_Excerpt to read_
— BEGIN —
---
# Parsing CSV And Excel Files

---

## CSV And Excel Files - Structured Data

---

In [6]:
import pandas as pd
import os

In [2]:
os.makedirs("data/structured_files", exist_ok=True)

In [5]:
# Create sample data
data = {
    'Product': ['Laptop', 'Mouse', 'Keyboard', 'Monitor', 'Webcam'],
    'Category': ['Electronics', 'Accessories', 'Accessories', 'Electronics', 'Electronics'],
    'Price': [999.99, 29.99, 79.99, 299.99, 89.99],
    'Stock': [50, 200, 150, 75, 100],
    'Description': [
        'High-performance laptop with 16GB RAM and 512GB SSD',
        'Wireless optical mouse with ergonomic design',
        'Mechanical keyboard with RGB backlighting',
        '27-inch 4K monitor with HDR support',
        '1080p webcam with noise cancellation'
    ]
}
data

{'Product': ['Laptop', 'Mouse', 'Keyboard', 'Monitor', 'Webcam'],
 'Category': ['Electronics',
  'Accessories',
  'Accessories',
  'Electronics',
  'Electronics'],
 'Price': [999.99, 29.99, 79.99, 299.99, 89.99],
 'Stock': [50, 200, 150, 75, 100],
 'Description': ['High-performance laptop with 16GB RAM and 512GB SSD',
  'Wireless optical mouse with ergonomic design',
  'Mechanical keyboard with RGB backlighting',
  '27-inch 4K monitor with HDR support',
  '1080p webcam with noise cancellation']}

In [None]:
# Panda's DataFrame

df = pd.DataFrame(data)
df

Unnamed: 0,Product,Category,Price,Stock,Description
0,Laptop,Electronics,999.99,50,High-performance laptop with 16GB RAM and 512G...
1,Mouse,Accessories,29.99,200,Wireless optical mouse with ergonomic design
2,Keyboard,Accessories,79.99,150,Mechanical keyboard with RGB backlighting
3,Monitor,Electronics,299.99,75,27-inch 4K monitor with HDR support
4,Webcam,Electronics,89.99,100,1080p webcam with noise cancellation


In [8]:
# Save dataframe as CSV file

df.to_csv('data/structured_files/products.csv', index=False)

In [10]:
# Save as Excel with multiple sheets

with pd.ExcelWriter('data/structured_files/inventory.xlsx') as writer:
    df.to_excel(writer, sheet_name='Prodcut', index=False)
— END —
Stored data entries
— BEGIN —
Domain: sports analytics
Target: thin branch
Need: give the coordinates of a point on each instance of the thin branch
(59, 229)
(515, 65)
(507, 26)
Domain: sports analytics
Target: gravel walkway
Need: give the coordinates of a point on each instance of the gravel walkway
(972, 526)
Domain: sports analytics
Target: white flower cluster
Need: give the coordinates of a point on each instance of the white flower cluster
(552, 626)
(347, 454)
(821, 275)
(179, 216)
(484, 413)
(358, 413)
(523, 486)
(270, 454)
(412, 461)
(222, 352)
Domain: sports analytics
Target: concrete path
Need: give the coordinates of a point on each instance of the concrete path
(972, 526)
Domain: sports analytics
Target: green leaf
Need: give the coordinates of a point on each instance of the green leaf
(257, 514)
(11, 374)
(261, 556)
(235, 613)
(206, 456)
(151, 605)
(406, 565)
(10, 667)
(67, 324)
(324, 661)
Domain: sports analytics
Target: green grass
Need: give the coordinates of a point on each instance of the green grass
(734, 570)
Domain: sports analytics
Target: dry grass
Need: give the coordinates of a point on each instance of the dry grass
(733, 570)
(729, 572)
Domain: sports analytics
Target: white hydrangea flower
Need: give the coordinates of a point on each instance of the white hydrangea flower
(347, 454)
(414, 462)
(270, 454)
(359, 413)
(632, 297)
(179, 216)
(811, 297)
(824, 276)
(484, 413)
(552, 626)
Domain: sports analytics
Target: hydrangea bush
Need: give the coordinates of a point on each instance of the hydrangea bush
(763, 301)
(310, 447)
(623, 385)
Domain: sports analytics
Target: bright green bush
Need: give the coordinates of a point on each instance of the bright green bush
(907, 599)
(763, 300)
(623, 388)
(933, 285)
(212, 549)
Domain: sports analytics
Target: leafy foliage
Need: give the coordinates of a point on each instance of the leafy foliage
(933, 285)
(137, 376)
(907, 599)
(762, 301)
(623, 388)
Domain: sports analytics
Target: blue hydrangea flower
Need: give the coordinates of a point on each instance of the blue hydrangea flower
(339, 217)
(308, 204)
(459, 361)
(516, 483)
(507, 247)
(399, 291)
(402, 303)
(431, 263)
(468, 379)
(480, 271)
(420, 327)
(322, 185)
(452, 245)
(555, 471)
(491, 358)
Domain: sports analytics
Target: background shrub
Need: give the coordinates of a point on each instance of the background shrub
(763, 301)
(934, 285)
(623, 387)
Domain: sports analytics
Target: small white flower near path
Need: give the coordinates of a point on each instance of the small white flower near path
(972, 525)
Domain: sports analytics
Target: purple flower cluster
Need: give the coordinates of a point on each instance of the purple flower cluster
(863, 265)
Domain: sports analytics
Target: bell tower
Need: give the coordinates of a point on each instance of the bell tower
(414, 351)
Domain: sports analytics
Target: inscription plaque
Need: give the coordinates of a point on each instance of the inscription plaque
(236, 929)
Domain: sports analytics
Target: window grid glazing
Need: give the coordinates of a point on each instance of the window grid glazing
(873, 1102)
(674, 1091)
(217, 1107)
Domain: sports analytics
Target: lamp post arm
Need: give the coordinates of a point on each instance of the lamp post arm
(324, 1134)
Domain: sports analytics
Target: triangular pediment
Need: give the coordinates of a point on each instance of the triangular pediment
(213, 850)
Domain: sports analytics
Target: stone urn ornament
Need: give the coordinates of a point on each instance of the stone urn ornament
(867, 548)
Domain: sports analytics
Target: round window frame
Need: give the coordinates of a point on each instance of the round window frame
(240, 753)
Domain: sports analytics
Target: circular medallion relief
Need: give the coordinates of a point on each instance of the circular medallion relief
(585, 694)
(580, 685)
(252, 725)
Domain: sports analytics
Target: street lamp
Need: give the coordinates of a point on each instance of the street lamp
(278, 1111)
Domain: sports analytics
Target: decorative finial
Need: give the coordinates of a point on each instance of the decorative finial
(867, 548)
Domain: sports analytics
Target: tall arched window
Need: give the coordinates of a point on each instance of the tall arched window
— END —
_List of tasks_
**a)** Reproduce word for word the portion of the CSV and Excel notebook from "Unnamed: 0,Product,Category,Price,Stock,Description" up to and including "df.to_csv('data/structured_files/products.csv', index=False)".
**b)** Answer these questions using the CSV and Excel notebook:
(i) Which folder path does the os.makedirs call create?
(ii) What stock figure is listed for the Keyboard?
(iii) Under what file name is the DataFrame saved as a CSV?
**c)** In the CSV and Excel notebook, turn the code block beginning "# Create sample data" into a short list of the products it defines, giving each one's category, price and stock.
The rows above were taken from a separate source.

_Exercise solutions_
**a)**
Unnamed: 0,Product,Category,Price,Stock,Description
0,Laptop,Electronics,999.99,50,High-performance laptop with 16GB RAM and 512G...
1,Mouse,Accessories,29.99,200,Wireless optical mouse with ergonomic design
2,Keyboard,Accessories,79.99,150,Mechanical keyboard with RGB backlighting
3,Monitor,Electronics,299.99,75,27-inch 4K monitor with HDR support
4,Webcam,Electronics,89.99,100,1080p webcam with noise cancellation


In [8]:
# Save dataframe as CSV file

df.to_csv('data/structured_files/products.csv', index=False)

**b)**
(i) data/structured_files
(ii) 150
(iii) products.csv

**c)**
- Laptop: Electronics, 999.99, stock 50
- Mouse: Accessories, 29.99, stock 200
- Keyboard: Accessories, 79.99, stock 150
- Monitor: Electronics, 299.99, stock 75
- Webcam: Electronics, 89.99, stock 100